▶ _TEXT SEGMENT_
Johnny’s wife, Katie, knows that he’s sweet and useless; she is not bitter but often hungry.

Johnny’s fecklessness leaves the family literally on the brink of starvation. When Katie can’t buy food she invents a game in which she and the children pretend to be arctic explorers trapped by a blizzard, eek-ing out their rations and waiting for help.

All is forgiven when Johnny returns from singing at a wedding with a feast of someone else’s leftovers.  Francie and her brother, who went to bed hungry, wake up in the middle of the night to a feast of lobster, oysters, caviar and Roquefort cheese.

‘They were so hungry that they ate everything on the table and digested it too, during the night. They could have digested nails had they been able to chew them.’

Eating all that food, it turned out, by the rules of the day and the Catholic Church, was a sin. Francie had broken the fast which should have lasted from mid-night until mass time. Keeping people hungry, of course, has always been an effective way to quell any bid for freedom. Francie learns that playing by the rules won’t get you what you want. She would gain her freedom even if she had to cheat a little, or lie once or twice and she would pay for the lies with her pride.

A Tree Grows in Brooklyn details the gradual unravelling of innocence, the end of a childhood and awakening of an intelligent, determined young woman. Betty Smith peels back the veil on ordinary lives, like opening the front of an old dollhouse. She lays bare the truth of her own youth in a series of intensely detailed vignettes. The reader is left with the feeling of being trusted with a confidence; it is a sensation almost of privilege. If you one of those people who craves books and feeds on the written word, A Tree Grows in Brooklyn will leave you with a warm glow of satisfaction.


Sugar Buns.

▶ _EXERCISE INSTRUCTIONS_
• 1. Print everything in the review of A Tree Grows in Brooklyn from "A Tree Grows in Brooklyn details" down to "glow of satisfaction.".
• 2. Write the next part of the review of A Tree Grows in Brooklyn, starting after its last line.

▶ _SUPPLIED MATERIAL_
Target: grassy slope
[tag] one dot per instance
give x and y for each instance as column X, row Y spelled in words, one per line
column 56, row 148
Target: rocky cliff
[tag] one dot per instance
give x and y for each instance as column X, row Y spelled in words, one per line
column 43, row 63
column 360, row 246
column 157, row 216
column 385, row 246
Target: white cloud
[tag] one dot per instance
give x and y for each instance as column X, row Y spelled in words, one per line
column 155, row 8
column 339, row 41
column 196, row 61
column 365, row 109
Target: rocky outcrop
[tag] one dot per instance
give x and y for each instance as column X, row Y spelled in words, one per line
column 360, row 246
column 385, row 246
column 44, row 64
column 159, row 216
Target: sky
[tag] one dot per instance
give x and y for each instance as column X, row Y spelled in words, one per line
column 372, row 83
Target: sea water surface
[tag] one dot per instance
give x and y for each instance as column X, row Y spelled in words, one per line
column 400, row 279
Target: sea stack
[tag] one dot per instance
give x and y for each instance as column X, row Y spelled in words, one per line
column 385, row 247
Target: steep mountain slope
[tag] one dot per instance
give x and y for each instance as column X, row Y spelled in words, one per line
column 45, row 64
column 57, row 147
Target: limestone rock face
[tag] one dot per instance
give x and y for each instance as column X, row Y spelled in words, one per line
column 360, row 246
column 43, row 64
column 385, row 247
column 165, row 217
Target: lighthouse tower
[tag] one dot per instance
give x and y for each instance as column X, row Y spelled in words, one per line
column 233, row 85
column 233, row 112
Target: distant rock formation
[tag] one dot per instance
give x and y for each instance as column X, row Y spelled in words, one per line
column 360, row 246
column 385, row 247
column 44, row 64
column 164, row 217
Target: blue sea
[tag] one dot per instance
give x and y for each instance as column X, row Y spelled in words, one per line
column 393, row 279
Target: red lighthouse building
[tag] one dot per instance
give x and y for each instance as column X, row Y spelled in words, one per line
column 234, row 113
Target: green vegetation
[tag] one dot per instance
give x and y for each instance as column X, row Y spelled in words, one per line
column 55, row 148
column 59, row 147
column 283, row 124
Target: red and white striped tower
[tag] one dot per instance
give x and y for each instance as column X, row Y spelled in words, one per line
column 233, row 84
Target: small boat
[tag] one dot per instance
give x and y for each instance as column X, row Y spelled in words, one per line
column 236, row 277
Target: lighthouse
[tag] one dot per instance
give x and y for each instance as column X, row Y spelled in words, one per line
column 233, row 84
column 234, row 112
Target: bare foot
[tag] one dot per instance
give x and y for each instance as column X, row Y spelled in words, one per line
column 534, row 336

▶ _RESULTS BY TASK_
• 1.
A Tree Grows in Brooklyn details the gradual unravelling of innocence, the end of a childhood and awakening of an intelligent, determined young woman. Betty Smith peels back the veil on ordinary lives, like opening the front of an old dollhouse. She lays bare the truth of her own youth in a series of intensely detailed vignettes. The reader is left with the feeling of being trusted with a confidence; it is a sensation almost of privilege. If you one of those people who craves books and feeds on the written word, A Tree Grows in Brooklyn will leave you with a warm glow of satisfaction.

• 2.
When things are good, when Papa stays sober enough to hold down a job and the Nolan family gets a stab at happiness, when they have more to eat than a variety of meals concocted from stale bread, they eat sugar buns. From their first happy married days, when they worked together on a night shift, Katie and Johnny loved arriving home to have ‘a breakfast of hot coffee and warm sweet buns.’ The piano teacher is paid in house-cleaning services, and an agreement to have coffee and a sugar bun at the end of every lesson.

When Katie feels secure, she gives Francie the five cents that might have gone to the tin can of savings and says instead,

“All right. Get the buns.”

Francie takes her time choosing four buns, the ones with the most sugar on top.

Each member of the Nolan family was allowed a cup of hot coffee from the pot. Katie considered the coffee a worthwhile indulgence. What’s more, Francie was permitted to simply cradle the warmth of her coffee, if that was what made her happy, and then throw it down the sink.

I think it’s good that people like us can waste something once in a while and get the feeling of how it would be to have lots of money and not have to worry about scrounging.’

Waste not, want not is the doctrine of those who must make do with what they have. Katie understood the value of wanting more. The sugar bun is a treat but also serves to make Francie aware of the possibilities.

“The girl felt that even if she had less than anybody in Williamsburg, somehow she had more. She was richer because she had something to waste. She ate her sugar bun slowly, reluctant to have done with its sweet taste, while the coffee got ice-cold.”

Life won’t, and can’t, be all sweet buns, but when you get one, I suggest you make a pot of good, strong coffee and take the time to relish it.

Ingredients.

1 lb (450g) strong bread flour
½ tsp salt
1 oz (30g) sugar
1 packet (7g) of easy-action dried yeast
2 oz (60g) butter
½ pint (275 ml) milk

8 oz (225g) icing or confectioner’s sugar
1 lemon

Method.

Mix the flour, sugar and salt and yeast together in a large bowl.

Melt the butter. I place it in a glass measuring jug and melt it in the microwave. Add the milk to the melted butter. The milk and butter combined should be close to blood temperature – such that you can dip your pinkie finger in and it will feel neither hot nor cold. You may need to heat it a little more to reach this point.

Add the wet ingredients to the dry and mix to combine into a rough ball.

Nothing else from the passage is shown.